• [Exercice écrit a]: Citez, dans le texte sur le réseau de la CIA en Chine, tout le passage qui va de « Négligences des agents » jusqu'à « services de la CIA. ».

De nombreuses éliminations

 
Selon certains, une taupe au sein de la CIA aurait trahi les Etats-Unis. D’autres estiment que les Chinois ont espionné le système de communications cryptées que l’agence utilise avec ses sources situées à l’étranger. Les années ont passé et l’équivoque subsiste. En revanche, tout le monde est d’accord sur l’ampleur des dégâts : de la fin 2012 à la fin 2013, le nombre d’exécutions d’indicateurs en Chine a dépassé la douzaine. Selon trois responsables de l’agence interrogés par le New York Times, un de ces informateurs a même été tué d’une balle dans la tête devant ses collègues dans la cour d’un bâtiment ministériel – message sanglant à destination de ceux qui pourraient céder à la tentation. D’autres ont été incarcérés. Le nombre total des agents neutralisés s’élèverait à 18 ou 20, réduisant à néant un réseau qui avait exigé des années pour être construit.
 

Un revers comparable à celui subi face à Moscou après les trahisons d’Aldrich Ames et de Robert Hanssen

 
Selon les responsables américains, ces pertes sont comparables à celles subies en Union soviétique puis en Russie à la suite des trahisons d’Aldrich Ames et de Robert Hanssen, respectivement fonctionnaire de la CIA et du FBI et condamnés, le premier en 1994 et le second en 2001, pour espionnage au profit de Moscou.
 
Avec la Chine, le premier signe de dysfonctionnement est survenu en 2010. Jusque-là, les informations en provenance de Pékin étaient les meilleures depuis des années grâce à l’acquisition de sources très introduites dans l’administration communiste, sur fond de corruption croissante du régime. C’est à la fin de cette année-là que la qualité des informations provenant du cœur des ministères chinois a commencé à baisser. Début 2011, les chefs de la CIA ont réalisé que leur précieux réseau chinois, un des plus importants à leurs yeux, avait disparu.
 
Le FBI et la CIA ont ouvert une enquête commune sous la direction des plus hauts gradés de leurs services de contre-espionnage, avec pour nom de code Honey Badger (« raton mielleux »). Chaque employé de l’ambassade américaine à Pékin fut soumis à interrogatoire. Certains pensèrent à un décryptage des communications, d’autres suspectèrent une trahison au sein de la CIA. On interrogea un agent du service « Chine » mais on ne put établir de charges suffisantes. L’agent en question vit désormais dans un autre pays d’Asie, recyclé dans le privé, emploi qui pourrait lui avoir été procuré par les services chinois. A cette époque, Pékin avaient aussi réussi à infiltrer les renseignements taïwanais, qui travaillent en étroite coopération avec les Américains.
 

Négligences des agents de la CIA, infiltration des Chinois aux Etats-Unis avec les affaires OPM et Claiborne

 
Les enquêteurs du FBI sont convaincus que les agents de la CIA en Chine voyageaient trop souvent par les mêmes itinéraires et vers les mêmes points de rencontre, ce qui aurait permis au puissant réseau de surveillance local de les identifier. Certains officiers rencontraient leurs informateurs dans un restaurant truffé de capteurs audio et dont les serveurs étaient eux-mêmes des indicateurs chinois. Ces négligences, ajoutées à un possible décryptage des communications de l’agence, pourraient expliquer, selon certains, de nombreuses arrestations, voire la totalité. D’autres estiment que le désastre résulterait d’une guerre intestine entre services de la CIA.

• [Exercice écrit b]: Montrez chaque ligne de la liste ci-dessous qui contient la chaîne « greenery », en tenant compte de la casse.

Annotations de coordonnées
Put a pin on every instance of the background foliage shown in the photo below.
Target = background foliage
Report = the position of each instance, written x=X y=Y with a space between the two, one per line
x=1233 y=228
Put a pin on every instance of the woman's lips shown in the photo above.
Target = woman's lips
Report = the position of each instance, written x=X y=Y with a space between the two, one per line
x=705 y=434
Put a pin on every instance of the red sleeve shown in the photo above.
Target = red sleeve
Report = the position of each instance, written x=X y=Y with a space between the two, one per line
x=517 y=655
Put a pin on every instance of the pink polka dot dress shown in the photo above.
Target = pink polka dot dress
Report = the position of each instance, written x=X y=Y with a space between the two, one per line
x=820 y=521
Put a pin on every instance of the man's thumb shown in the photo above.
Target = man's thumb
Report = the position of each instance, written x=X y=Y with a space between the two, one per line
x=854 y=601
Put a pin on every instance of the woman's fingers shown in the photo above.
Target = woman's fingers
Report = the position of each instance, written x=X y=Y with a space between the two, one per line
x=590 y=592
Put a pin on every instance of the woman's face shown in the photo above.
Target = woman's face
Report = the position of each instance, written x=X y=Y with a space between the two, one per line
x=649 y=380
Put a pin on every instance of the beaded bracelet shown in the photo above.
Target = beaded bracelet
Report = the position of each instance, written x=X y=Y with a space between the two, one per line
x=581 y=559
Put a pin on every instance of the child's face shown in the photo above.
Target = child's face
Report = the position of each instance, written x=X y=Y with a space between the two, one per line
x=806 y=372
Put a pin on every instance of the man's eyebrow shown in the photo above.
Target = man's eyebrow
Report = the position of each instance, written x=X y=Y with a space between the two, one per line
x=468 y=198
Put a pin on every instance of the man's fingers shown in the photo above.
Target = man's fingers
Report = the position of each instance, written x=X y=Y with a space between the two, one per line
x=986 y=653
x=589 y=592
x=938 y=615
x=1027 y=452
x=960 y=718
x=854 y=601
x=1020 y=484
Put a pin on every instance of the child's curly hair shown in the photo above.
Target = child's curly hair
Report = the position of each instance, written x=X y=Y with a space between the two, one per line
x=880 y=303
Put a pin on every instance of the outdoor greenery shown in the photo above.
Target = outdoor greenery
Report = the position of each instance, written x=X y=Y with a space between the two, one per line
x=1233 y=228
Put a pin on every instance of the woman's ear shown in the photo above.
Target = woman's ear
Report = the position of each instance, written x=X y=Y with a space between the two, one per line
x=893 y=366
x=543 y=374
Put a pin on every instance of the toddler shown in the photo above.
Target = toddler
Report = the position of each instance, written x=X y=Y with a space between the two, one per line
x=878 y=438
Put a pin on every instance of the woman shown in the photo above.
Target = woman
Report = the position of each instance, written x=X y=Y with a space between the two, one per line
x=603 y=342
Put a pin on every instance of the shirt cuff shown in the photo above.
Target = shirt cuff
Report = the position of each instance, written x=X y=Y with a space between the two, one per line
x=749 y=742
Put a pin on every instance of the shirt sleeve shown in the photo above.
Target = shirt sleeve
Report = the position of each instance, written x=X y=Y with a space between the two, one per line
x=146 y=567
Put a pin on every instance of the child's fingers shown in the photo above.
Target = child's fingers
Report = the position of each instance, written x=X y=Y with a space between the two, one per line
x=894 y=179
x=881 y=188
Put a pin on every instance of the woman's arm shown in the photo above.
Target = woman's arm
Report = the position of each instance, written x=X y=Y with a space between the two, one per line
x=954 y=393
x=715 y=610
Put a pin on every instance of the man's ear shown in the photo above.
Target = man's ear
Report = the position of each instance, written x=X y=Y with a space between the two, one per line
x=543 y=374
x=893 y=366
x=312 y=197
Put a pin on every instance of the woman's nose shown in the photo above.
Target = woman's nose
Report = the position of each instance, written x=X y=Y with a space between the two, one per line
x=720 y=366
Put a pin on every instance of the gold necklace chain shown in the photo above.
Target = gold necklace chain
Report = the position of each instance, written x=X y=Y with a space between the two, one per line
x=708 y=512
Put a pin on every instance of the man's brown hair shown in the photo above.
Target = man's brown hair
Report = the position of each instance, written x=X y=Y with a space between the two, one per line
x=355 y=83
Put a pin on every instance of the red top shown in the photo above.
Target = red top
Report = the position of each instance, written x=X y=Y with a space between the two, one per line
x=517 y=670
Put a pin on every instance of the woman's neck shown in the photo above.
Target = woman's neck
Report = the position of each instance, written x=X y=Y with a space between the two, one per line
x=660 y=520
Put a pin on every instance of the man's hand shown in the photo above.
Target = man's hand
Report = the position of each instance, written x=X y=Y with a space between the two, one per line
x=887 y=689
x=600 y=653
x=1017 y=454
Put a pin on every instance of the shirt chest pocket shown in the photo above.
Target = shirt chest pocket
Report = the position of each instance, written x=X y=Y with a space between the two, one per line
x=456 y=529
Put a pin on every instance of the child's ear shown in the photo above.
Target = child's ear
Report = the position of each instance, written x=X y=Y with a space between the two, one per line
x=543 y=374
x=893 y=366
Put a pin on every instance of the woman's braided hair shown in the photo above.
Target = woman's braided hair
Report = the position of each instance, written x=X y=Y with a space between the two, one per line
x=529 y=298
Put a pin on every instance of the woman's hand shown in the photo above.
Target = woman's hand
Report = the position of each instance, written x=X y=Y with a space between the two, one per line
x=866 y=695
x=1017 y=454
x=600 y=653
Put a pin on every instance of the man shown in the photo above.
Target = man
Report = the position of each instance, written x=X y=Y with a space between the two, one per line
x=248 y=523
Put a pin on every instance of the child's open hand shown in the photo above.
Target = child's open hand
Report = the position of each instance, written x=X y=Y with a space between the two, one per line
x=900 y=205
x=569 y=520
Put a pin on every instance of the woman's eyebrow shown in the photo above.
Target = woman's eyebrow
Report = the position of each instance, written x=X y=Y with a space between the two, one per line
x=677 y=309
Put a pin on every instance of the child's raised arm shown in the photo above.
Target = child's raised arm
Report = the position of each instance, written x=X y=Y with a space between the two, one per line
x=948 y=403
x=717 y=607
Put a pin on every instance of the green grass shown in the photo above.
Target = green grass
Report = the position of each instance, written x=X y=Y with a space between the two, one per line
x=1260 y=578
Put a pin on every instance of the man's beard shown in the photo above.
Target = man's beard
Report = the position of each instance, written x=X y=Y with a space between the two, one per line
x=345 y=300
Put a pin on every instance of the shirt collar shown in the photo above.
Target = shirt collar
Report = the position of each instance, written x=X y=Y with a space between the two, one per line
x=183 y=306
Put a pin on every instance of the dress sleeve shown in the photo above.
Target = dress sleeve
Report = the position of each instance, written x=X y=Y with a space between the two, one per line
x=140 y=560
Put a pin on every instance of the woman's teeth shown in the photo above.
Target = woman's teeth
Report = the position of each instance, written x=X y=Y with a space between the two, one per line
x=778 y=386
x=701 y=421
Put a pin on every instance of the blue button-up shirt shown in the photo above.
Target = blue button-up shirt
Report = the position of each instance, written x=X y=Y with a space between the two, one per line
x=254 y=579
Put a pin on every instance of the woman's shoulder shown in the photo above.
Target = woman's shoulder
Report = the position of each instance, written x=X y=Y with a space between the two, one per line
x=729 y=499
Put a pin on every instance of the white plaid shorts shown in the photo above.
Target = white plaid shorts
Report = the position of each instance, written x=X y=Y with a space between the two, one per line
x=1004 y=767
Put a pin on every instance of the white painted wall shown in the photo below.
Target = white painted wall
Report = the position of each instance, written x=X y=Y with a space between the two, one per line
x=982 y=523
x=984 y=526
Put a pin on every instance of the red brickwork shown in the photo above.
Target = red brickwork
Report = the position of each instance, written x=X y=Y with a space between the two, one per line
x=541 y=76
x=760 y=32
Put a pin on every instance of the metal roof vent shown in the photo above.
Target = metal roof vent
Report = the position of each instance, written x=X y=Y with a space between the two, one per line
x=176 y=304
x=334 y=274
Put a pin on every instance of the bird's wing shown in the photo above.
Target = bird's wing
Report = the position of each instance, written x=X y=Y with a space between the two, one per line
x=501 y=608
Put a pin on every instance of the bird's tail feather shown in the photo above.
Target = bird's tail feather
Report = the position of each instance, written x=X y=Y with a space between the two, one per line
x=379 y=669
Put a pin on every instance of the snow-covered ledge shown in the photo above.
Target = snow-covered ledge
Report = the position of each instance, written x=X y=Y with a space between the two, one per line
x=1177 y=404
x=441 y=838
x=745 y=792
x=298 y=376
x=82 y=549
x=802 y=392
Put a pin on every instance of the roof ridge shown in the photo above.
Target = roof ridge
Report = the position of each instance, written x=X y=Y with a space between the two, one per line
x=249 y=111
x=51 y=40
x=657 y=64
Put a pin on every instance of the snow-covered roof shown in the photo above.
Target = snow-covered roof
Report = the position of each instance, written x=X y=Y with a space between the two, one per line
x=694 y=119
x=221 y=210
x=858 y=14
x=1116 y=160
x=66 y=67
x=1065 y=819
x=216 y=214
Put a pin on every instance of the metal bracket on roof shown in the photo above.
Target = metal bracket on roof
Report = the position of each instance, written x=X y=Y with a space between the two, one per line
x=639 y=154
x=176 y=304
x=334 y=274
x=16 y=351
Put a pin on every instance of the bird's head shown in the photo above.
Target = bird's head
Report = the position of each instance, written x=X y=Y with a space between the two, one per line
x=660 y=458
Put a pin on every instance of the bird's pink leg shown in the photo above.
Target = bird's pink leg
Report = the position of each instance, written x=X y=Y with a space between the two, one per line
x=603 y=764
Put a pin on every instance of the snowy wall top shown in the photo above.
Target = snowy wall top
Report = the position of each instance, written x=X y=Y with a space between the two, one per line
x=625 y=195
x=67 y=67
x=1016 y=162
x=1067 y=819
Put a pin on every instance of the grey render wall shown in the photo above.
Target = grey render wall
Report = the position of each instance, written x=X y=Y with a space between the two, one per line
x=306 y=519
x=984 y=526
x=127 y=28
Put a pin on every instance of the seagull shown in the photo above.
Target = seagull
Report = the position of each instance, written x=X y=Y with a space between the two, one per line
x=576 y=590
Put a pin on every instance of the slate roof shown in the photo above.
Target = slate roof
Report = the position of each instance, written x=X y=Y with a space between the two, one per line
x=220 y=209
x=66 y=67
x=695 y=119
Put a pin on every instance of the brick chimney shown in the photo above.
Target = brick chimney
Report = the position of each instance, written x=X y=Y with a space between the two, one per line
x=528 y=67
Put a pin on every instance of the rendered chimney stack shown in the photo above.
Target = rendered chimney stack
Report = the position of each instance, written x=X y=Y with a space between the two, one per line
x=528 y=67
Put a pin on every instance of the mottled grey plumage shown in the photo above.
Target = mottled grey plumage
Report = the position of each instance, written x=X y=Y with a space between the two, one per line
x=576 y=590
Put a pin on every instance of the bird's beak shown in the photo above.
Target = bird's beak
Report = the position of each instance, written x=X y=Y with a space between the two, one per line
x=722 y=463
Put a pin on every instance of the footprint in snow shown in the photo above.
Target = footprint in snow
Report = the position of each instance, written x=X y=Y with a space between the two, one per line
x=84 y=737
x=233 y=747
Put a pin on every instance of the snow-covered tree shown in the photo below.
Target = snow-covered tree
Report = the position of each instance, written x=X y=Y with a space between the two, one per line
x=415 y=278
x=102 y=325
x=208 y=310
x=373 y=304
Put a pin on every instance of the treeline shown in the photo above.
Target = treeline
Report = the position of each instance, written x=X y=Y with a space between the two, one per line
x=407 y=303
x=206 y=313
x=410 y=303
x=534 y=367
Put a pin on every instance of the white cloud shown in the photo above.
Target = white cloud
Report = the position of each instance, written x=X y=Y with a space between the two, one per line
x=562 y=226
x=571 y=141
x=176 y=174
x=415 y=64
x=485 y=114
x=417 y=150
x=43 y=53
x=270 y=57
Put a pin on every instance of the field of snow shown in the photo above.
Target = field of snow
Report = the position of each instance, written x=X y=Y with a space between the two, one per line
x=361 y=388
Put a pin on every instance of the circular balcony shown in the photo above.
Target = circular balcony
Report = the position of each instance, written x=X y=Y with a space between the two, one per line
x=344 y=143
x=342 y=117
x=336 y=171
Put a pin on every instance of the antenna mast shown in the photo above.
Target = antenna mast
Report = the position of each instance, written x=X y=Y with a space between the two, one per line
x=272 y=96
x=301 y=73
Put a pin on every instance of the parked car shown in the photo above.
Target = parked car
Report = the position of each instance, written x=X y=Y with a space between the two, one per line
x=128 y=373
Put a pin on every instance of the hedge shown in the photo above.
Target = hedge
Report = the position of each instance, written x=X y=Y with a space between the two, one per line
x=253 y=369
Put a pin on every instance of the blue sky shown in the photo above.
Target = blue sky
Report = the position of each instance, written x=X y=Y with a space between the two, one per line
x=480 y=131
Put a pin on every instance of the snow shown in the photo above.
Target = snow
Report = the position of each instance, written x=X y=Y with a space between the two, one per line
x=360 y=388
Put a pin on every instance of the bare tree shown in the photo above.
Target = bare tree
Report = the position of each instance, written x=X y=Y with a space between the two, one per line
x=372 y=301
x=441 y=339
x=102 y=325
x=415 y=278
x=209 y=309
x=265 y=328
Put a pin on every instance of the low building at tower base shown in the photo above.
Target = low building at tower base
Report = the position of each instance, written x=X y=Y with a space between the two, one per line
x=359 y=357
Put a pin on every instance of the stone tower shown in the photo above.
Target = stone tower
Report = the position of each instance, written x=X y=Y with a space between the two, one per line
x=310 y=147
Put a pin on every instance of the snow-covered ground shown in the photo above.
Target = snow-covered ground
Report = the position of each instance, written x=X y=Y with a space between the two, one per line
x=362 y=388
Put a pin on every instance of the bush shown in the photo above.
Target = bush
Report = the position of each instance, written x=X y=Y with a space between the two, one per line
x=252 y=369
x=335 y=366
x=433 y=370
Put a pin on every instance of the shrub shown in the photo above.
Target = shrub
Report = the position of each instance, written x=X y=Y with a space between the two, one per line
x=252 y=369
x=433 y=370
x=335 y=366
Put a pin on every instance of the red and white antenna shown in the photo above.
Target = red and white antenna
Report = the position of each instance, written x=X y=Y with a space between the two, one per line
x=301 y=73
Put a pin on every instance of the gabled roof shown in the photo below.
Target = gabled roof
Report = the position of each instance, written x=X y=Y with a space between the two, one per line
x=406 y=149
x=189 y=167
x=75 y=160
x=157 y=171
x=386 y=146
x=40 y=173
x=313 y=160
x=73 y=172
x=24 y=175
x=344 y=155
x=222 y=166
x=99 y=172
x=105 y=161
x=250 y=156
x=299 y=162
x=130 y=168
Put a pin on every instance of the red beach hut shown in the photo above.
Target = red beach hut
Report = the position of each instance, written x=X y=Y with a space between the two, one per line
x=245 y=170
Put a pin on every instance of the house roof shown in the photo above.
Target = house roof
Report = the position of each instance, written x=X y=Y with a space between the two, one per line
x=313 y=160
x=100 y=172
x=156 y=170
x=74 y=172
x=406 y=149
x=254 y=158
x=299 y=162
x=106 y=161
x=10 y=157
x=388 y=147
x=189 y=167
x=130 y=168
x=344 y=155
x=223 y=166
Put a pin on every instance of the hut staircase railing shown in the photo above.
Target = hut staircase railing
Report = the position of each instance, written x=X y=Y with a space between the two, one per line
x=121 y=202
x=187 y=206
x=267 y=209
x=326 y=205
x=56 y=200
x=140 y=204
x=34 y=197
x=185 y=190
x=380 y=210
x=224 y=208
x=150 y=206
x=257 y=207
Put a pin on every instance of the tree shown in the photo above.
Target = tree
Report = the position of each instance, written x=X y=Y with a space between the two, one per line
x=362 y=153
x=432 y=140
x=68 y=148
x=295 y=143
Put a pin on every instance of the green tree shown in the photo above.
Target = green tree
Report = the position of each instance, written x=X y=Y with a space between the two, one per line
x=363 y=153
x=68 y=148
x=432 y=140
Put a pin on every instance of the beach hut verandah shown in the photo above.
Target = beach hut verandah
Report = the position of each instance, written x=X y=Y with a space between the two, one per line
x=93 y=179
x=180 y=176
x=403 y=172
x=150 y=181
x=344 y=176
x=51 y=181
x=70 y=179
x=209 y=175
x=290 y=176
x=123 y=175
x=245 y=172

• [Corrigé détaillé a]:
Négligences des agents de la CIA, infiltration des Chinois aux Etats-Unis avec les affaires OPM et Claiborne

 
Les enquêteurs du FBI sont convaincus que les agents de la CIA en Chine voyageaient trop souvent par les mêmes itinéraires et vers les mêmes points de rencontre, ce qui aurait permis au puissant réseau de surveillance local de les identifier. Certains officiers rencontraient leurs informateurs dans un restaurant truffé de capteurs audio et dont les serveurs étaient eux-mêmes des indicateurs chinois. Ces négligences, ajoutées à un possible décryptage des communications de l’agence, pourraient expliquer, selon certains, de nombreuses arrestations, voire la totalité. D’autres estiment que le désastre résulterait d’une guerre intestine entre services de la CIA.

• [Corrigé détaillé b]:
Put a pin on every instance of the outdoor greenery shown in the photo above.
Target = outdoor greenery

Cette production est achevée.